The request: Print each of the items below word for word, omitting the pictures.

Stored records:
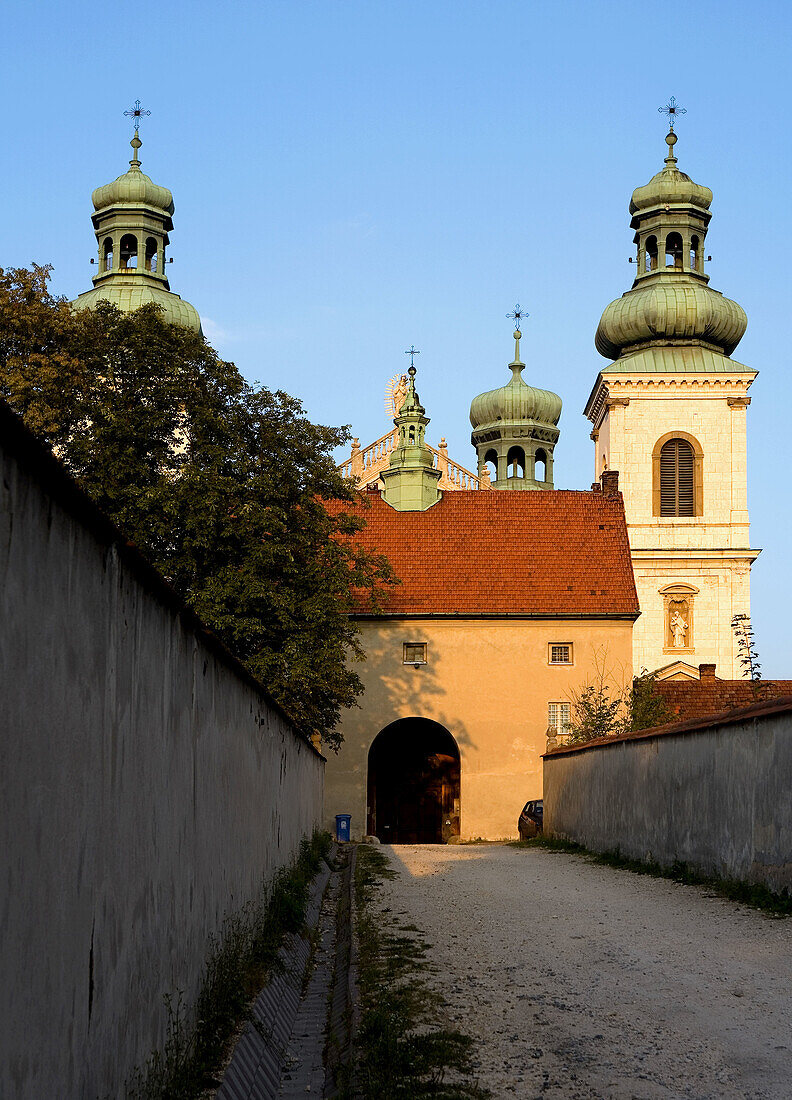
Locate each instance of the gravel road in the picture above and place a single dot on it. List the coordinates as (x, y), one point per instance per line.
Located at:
(581, 981)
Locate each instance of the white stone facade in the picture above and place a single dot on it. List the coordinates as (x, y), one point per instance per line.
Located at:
(697, 564)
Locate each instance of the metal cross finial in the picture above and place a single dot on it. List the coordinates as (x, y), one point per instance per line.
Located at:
(672, 109)
(516, 316)
(136, 112)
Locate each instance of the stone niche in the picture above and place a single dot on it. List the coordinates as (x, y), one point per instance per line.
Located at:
(678, 617)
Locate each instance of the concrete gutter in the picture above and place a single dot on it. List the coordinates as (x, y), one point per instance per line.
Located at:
(62, 486)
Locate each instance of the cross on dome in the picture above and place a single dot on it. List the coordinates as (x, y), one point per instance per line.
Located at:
(672, 109)
(517, 316)
(136, 113)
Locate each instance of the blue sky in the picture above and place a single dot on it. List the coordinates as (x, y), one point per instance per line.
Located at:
(352, 178)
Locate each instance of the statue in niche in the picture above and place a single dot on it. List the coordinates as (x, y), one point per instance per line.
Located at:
(679, 622)
(395, 393)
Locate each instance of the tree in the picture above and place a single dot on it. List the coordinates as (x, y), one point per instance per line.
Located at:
(222, 485)
(748, 655)
(647, 705)
(604, 707)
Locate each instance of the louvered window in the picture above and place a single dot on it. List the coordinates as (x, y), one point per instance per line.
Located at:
(677, 479)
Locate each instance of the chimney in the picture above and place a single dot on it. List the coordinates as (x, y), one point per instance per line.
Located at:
(609, 482)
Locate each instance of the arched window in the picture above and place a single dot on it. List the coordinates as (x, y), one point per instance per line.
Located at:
(673, 251)
(491, 463)
(694, 253)
(677, 479)
(540, 465)
(129, 252)
(151, 254)
(651, 253)
(515, 462)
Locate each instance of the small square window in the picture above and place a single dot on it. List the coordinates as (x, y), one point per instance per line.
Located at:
(560, 652)
(559, 717)
(414, 652)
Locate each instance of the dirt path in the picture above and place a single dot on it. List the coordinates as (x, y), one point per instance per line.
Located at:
(581, 981)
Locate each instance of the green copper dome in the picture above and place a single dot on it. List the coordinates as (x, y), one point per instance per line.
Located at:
(670, 186)
(515, 430)
(670, 303)
(681, 310)
(131, 294)
(132, 218)
(515, 402)
(134, 187)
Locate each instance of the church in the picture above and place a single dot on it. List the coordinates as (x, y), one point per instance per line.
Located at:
(514, 595)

Response to the exercise:
Locate each instance of the gravel road in the picture above and place a single dot on it. List the coordinates as (x, y), one point per instance per line.
Located at:
(581, 981)
Locate each instance of the white stone facade in the picture above and place a single dot on it. List the coordinates as (x, y), one point per instance per line.
Located at:
(697, 564)
Locate each instance of the metal cross finial in the picture above and place a single dot on it. List the coordinates as (x, y), one point per instance per line.
Located at:
(672, 109)
(516, 316)
(136, 112)
Locate each instance of the stone niche in the picture above and place a single dot on it. List the coordinates as (x, y), one point per instance per line.
Located at:
(678, 617)
Locate each instance of the concrete gutter in the picture above and place a single dot on it. List the coordinates as (x, y), one point per instance per line.
Located at:
(62, 486)
Locate each instance of the cross on dome in the picture above and place a single dot on it. List the coordinates as (x, y), one point per instance per line.
Located at:
(672, 109)
(517, 316)
(136, 113)
Locate each instance of the blue sky in the picture above and place a single dot on it. List the coordinates as (x, y), one point per instance per line.
Located at:
(352, 178)
Locate each instance of the statue in niche in the picture above and place a single dot on it. List the coordinates as (x, y), one point per instance per line.
Located at:
(679, 622)
(395, 393)
Locate each instance of the tree in the picture above and place a single dot on it. List the coordinates as (x, y), one point per instance per line.
Located at:
(222, 485)
(748, 655)
(647, 705)
(604, 707)
Locate each instance of the louvered window in the picture above and place a single dot on it. List the coordinates as (x, y), one point per instance per line.
Located at:
(677, 479)
Locate each instance of the chimney in the picture above and place a single dot on it. List the coordinates as (x, y), one point per instance per line.
Located at:
(609, 482)
Locate each instance of the arched window in the picture above and place a single dot on it. List the coordinates as (x, y), one point per instance per line.
Located at:
(673, 251)
(491, 463)
(694, 253)
(677, 479)
(540, 465)
(129, 252)
(151, 254)
(651, 253)
(515, 462)
Locate each instance of the small square window in the picture above and place a single dot on it. List the coordinates as (x, y), one point per instance per line.
Located at:
(560, 652)
(559, 717)
(414, 652)
Locate each instance of the dirt path in the picture above and place a single dot on it. List the coordinates as (x, y), one point per instance per line.
Located at:
(581, 981)
Locate each instance of the green copper dome in the picture above and place a single dot on it. List the coordinates as (x, y), one point per instance per line.
Located at:
(670, 186)
(515, 430)
(670, 303)
(681, 310)
(131, 294)
(132, 218)
(515, 402)
(134, 187)
Locate each instance of the church in the picture above and place a single dot on it. List the coordinates as (x, y), one point per instance per line.
Located at:
(514, 595)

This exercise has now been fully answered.